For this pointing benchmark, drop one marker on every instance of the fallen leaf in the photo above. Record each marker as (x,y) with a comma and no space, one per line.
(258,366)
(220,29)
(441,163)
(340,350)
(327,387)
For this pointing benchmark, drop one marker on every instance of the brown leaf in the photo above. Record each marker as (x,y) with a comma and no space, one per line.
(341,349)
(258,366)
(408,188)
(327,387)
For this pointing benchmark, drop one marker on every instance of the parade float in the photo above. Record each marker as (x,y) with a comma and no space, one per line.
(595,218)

..........

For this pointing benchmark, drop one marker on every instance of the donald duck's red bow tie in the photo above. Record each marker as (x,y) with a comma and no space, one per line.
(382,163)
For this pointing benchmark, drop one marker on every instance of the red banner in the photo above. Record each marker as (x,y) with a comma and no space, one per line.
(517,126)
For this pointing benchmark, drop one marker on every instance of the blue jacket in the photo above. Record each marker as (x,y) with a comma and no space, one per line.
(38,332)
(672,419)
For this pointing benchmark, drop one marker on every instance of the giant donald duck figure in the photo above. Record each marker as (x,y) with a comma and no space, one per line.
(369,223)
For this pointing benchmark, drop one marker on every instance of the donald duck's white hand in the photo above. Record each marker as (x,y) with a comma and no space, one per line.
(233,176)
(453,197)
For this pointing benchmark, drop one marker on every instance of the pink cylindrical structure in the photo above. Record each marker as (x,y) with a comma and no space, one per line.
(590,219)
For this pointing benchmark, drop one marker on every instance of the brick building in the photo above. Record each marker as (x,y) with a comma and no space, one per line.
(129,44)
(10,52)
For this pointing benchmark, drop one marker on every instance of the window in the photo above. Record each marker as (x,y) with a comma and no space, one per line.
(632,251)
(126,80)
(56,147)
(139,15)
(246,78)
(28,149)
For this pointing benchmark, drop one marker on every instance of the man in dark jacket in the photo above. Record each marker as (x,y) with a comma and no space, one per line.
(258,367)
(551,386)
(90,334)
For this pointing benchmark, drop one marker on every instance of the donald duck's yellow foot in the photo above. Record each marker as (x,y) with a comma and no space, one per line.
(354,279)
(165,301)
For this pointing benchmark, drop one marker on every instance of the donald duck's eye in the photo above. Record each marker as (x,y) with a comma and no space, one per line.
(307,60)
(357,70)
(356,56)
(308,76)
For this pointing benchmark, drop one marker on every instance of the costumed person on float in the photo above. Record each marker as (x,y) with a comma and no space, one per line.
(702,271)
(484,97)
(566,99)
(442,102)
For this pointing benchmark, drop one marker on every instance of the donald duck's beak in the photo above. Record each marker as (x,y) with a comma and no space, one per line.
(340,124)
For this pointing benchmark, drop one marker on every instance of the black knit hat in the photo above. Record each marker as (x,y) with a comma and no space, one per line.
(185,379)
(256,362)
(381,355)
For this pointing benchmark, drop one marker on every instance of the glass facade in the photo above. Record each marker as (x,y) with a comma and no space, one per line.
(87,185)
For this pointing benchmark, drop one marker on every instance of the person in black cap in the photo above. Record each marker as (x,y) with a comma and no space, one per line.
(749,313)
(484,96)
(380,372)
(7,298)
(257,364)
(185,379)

..........

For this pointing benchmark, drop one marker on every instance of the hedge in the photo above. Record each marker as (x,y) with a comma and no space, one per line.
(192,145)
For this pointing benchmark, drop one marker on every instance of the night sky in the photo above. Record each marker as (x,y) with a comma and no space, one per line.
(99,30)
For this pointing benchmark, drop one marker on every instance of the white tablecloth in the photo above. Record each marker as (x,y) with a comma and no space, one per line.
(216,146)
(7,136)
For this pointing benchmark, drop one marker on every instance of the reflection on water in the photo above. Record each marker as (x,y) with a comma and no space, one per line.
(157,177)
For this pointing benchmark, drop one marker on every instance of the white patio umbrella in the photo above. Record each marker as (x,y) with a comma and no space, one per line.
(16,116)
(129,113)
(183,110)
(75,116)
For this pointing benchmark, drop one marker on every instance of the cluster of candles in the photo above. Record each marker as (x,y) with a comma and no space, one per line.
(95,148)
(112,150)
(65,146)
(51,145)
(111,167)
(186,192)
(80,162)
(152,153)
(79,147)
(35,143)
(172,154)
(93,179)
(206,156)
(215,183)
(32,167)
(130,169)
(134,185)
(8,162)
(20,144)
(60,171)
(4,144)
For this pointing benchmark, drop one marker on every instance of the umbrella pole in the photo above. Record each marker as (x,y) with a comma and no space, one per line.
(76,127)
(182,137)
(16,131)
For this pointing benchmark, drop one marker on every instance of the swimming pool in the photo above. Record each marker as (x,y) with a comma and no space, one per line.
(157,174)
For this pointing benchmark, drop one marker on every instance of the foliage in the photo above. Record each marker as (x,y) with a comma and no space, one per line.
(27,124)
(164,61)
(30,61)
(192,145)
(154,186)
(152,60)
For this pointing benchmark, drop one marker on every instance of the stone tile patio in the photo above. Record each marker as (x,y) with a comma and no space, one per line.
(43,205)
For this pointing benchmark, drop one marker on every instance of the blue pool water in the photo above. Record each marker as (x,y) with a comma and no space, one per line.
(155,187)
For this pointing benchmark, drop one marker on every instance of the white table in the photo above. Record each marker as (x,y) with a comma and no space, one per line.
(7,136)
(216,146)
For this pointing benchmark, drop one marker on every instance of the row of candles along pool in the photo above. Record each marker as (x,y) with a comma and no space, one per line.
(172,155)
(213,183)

..........

• **Requirements**: Report every line of the records above that contains the word "pool", copying each one in full.

• **Exercise response**:
For this pointing benchmark, drop one marker on every instance of the swimming pool in the photo above. Record each marker as (x,y) with a comma and no space, one per line.
For this pointing benchmark, drop one marker on every instance of the blue pool water in the photo above. Record each marker as (x,y) with a comma and no space, one per line.
For this pointing benchmark, drop one marker on every instance of the row of candles along pool in the photo above. Record each marker as (x,y) with a comma and no space, one per line.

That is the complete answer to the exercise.